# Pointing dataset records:
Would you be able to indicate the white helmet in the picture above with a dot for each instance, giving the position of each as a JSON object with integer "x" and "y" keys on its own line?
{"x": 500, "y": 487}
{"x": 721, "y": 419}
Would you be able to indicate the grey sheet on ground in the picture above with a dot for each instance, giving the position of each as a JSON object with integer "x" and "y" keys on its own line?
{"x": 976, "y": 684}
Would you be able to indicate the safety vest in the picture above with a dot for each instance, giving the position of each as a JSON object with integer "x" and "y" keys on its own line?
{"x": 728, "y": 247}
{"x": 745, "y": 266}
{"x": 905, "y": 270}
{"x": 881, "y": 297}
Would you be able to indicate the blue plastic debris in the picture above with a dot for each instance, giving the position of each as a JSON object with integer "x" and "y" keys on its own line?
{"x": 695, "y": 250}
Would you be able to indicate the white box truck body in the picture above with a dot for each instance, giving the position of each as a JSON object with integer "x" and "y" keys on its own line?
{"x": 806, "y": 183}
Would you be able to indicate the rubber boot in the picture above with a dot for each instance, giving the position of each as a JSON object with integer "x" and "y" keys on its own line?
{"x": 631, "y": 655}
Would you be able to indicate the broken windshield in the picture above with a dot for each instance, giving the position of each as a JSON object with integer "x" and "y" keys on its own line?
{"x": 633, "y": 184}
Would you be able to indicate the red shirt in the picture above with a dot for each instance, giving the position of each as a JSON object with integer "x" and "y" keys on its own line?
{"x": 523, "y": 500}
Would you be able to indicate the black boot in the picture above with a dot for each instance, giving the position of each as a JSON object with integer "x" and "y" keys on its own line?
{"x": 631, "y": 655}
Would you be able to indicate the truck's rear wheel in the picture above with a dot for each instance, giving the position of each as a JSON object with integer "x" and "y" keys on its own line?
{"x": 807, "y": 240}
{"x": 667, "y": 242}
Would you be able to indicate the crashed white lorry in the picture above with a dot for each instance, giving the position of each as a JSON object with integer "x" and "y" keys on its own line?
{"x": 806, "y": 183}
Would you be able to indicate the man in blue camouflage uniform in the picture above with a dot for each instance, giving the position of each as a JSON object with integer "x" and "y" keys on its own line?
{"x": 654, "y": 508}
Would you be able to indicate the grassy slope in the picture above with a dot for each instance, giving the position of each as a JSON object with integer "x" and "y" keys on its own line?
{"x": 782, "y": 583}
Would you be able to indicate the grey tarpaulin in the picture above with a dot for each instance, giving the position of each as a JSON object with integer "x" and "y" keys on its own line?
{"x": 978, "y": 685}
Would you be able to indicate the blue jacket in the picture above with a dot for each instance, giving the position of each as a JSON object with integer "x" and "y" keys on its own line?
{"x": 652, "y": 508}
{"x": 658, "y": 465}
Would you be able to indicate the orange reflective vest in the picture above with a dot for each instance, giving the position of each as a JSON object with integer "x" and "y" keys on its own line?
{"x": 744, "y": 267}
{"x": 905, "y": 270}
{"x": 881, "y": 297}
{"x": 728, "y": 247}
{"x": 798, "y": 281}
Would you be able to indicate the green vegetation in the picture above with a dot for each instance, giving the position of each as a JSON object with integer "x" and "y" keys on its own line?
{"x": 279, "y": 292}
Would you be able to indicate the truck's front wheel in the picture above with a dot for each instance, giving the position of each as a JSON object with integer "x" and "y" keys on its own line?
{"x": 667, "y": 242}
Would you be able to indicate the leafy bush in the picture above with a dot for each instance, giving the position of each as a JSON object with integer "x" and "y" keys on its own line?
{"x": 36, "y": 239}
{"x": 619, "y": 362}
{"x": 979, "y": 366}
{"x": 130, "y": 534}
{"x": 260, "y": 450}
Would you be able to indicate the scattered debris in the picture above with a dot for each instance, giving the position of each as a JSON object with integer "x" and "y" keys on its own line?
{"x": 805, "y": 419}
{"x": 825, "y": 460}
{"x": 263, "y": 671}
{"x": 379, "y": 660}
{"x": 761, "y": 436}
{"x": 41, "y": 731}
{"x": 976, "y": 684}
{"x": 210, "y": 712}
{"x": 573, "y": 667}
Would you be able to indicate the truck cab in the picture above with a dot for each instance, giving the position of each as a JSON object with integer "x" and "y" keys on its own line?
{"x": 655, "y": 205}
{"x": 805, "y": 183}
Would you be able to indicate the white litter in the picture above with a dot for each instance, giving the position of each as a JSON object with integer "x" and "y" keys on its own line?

# WORK INSTRUCTIONS:
Take the line that contains "Would you be able to indicate the truck cab" and each line after it down to the last of the records, and retype them exactly; add nothing else.

# FINISHED ANSWER:
Would you be able to indicate the truck cab in the picture above with a dot for each instance, giving the position of each as a JSON object with integer "x" and "y" keys on its own line?
{"x": 655, "y": 205}
{"x": 805, "y": 183}
Would you be able to indicate the white litter in the picture above with a dot for each instance, giving the position of each as a JSON object with integer "x" and "y" keys on its own line?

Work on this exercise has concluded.